━━━━━ Data for this exercise ━━━━━

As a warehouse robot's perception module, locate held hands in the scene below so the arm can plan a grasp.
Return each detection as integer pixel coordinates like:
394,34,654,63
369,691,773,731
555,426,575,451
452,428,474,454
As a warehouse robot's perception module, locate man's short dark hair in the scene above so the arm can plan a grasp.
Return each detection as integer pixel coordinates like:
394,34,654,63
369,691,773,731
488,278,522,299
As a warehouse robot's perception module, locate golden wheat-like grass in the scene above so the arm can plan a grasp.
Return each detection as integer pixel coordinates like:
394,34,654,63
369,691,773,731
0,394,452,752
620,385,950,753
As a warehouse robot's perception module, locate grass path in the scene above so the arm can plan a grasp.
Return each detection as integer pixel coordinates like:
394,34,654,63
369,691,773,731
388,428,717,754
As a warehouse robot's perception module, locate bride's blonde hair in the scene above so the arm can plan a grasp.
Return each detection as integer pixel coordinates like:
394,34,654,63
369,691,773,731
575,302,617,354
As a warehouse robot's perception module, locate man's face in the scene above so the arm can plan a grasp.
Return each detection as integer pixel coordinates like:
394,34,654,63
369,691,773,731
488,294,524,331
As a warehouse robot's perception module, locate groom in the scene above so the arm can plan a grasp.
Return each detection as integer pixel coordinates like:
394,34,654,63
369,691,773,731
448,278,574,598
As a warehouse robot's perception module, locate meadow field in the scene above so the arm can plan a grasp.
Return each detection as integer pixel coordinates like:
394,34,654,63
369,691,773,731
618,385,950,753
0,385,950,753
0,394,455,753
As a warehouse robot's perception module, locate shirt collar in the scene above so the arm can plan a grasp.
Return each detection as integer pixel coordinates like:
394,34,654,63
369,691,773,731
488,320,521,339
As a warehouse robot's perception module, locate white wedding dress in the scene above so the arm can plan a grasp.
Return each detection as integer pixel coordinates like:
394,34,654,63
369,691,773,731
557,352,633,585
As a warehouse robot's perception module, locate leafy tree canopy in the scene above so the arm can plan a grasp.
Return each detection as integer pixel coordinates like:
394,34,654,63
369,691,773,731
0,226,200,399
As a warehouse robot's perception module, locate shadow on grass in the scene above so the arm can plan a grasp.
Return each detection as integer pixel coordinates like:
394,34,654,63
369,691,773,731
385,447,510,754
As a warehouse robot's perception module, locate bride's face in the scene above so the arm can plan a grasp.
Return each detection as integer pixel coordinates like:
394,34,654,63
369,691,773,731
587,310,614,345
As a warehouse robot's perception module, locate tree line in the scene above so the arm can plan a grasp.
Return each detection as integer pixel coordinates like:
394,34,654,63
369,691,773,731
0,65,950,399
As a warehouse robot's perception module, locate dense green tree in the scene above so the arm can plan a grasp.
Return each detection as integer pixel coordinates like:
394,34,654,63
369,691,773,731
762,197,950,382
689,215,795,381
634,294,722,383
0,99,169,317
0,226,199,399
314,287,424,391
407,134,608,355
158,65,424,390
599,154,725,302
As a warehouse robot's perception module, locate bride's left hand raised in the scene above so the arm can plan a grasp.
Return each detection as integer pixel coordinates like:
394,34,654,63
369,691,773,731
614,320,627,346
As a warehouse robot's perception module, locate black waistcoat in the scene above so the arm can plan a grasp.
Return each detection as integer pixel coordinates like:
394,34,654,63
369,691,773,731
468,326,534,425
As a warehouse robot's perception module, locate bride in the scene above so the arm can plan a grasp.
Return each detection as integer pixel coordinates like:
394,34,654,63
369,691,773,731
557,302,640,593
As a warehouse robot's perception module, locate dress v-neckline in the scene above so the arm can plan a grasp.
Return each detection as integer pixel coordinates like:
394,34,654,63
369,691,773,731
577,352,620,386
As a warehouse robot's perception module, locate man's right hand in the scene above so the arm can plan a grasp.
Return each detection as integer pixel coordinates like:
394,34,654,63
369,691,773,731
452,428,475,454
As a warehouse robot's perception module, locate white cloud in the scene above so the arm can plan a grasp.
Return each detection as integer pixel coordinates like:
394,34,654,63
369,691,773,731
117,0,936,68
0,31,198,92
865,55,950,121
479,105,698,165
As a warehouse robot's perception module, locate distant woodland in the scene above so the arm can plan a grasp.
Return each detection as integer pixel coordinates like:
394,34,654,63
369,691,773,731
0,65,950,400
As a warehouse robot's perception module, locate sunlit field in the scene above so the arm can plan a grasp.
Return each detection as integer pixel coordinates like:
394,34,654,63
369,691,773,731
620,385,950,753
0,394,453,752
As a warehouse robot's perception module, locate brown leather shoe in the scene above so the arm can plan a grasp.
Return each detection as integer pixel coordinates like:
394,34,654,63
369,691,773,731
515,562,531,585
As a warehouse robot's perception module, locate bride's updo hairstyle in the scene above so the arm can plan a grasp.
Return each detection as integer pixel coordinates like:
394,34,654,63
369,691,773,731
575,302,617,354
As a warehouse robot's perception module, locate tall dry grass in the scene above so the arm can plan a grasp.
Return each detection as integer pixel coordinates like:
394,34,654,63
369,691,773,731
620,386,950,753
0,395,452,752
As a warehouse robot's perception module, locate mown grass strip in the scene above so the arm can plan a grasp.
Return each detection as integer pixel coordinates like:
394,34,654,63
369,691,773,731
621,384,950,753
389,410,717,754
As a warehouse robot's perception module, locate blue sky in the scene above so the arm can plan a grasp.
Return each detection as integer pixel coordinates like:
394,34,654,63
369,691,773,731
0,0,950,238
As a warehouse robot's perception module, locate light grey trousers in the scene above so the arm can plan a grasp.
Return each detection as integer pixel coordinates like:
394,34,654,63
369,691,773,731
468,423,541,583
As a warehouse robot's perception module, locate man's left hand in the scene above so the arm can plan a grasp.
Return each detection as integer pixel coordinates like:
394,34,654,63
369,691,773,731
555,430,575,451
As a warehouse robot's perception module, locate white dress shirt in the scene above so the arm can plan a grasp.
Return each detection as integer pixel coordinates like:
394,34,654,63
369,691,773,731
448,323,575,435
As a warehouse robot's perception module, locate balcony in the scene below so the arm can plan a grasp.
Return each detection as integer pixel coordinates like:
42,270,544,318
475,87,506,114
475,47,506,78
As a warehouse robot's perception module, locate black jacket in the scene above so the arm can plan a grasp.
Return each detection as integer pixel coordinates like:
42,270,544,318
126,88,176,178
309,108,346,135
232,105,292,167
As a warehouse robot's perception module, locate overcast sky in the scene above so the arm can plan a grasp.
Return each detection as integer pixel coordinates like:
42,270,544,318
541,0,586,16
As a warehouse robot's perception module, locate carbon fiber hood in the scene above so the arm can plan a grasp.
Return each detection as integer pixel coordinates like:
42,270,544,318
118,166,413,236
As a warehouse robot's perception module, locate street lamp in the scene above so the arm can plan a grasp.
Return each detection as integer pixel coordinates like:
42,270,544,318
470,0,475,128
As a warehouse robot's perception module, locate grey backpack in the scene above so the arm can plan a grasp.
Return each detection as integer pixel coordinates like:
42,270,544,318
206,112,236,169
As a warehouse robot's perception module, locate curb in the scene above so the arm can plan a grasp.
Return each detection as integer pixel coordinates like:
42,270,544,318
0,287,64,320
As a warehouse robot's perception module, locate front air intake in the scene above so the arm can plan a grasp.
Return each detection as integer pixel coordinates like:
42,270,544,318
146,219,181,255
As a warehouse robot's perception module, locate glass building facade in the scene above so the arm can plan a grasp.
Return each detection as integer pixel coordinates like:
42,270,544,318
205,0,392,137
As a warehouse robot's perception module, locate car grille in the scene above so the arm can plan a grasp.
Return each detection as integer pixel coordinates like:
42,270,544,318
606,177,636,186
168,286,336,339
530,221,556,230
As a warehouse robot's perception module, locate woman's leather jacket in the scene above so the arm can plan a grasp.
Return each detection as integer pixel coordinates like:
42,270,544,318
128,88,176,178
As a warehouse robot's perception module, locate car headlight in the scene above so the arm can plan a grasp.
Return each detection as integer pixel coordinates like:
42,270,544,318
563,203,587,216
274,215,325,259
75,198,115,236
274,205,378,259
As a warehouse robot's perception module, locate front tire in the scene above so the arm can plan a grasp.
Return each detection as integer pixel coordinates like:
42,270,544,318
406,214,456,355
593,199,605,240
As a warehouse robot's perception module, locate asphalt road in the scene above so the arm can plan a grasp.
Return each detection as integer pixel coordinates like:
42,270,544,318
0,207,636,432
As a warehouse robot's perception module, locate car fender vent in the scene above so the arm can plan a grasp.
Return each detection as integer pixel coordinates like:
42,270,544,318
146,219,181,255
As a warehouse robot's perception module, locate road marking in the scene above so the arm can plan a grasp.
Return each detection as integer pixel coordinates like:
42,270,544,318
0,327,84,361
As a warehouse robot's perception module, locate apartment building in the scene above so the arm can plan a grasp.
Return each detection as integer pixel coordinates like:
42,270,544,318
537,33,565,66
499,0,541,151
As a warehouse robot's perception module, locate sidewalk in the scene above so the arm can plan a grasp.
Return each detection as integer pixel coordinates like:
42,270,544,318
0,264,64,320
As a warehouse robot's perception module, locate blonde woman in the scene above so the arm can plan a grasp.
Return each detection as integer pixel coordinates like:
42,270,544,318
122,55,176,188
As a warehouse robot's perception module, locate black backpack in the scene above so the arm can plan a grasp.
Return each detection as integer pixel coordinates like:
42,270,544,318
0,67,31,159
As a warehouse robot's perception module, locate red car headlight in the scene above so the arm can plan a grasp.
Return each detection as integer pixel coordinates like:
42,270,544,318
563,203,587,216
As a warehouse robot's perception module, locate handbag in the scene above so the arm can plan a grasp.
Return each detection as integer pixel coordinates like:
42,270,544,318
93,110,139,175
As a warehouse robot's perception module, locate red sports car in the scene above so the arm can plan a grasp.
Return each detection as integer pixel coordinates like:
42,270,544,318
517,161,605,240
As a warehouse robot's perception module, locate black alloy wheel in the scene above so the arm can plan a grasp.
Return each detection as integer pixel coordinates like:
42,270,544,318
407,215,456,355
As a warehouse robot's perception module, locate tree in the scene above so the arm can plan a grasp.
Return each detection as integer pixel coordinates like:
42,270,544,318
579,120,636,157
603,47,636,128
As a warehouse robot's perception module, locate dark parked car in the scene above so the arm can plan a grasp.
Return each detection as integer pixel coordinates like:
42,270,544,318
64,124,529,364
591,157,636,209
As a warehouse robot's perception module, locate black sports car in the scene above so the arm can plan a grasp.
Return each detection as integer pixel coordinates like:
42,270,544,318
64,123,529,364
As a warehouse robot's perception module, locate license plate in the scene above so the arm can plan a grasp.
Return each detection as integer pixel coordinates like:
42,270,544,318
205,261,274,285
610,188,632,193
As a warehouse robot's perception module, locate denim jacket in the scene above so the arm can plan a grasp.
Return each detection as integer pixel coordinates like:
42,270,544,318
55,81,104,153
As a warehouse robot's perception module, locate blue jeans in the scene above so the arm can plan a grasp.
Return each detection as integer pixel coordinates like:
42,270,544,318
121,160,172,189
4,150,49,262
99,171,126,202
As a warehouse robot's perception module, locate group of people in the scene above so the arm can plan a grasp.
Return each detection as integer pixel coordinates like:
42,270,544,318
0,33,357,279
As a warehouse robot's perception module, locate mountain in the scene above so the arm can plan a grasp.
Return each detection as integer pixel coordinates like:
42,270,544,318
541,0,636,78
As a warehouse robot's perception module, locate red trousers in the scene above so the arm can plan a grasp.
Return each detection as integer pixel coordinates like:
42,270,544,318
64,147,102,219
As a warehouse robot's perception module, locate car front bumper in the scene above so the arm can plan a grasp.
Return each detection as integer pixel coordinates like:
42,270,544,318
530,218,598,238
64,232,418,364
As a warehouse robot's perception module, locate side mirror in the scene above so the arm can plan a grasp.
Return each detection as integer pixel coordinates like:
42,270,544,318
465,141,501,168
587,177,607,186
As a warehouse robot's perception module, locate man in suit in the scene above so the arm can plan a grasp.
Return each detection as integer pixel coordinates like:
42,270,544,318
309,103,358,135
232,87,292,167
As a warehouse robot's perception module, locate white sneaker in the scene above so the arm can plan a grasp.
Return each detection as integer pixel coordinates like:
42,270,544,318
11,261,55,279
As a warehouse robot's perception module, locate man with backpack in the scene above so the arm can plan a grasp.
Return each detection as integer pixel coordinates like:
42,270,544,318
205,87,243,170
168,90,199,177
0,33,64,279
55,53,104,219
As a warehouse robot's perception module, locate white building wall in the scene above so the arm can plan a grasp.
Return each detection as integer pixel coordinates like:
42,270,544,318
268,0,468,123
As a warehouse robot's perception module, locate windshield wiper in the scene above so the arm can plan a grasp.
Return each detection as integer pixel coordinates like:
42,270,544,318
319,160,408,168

━━━━━

● **Task objective**:
Express the material as a JSON list of strings, one per line. Start at its first line, end at the line containing "452,428,474,454", and leave out blank lines.

● **Result of this task**:
[
  "As a warehouse robot's perception module, locate held hands in the scene below so the arm can plan a grasp.",
  "Return each detection as integer pixel coordinates like:",
  "394,34,654,63",
  "369,691,773,731",
  "555,426,575,451",
  "452,428,474,454"
]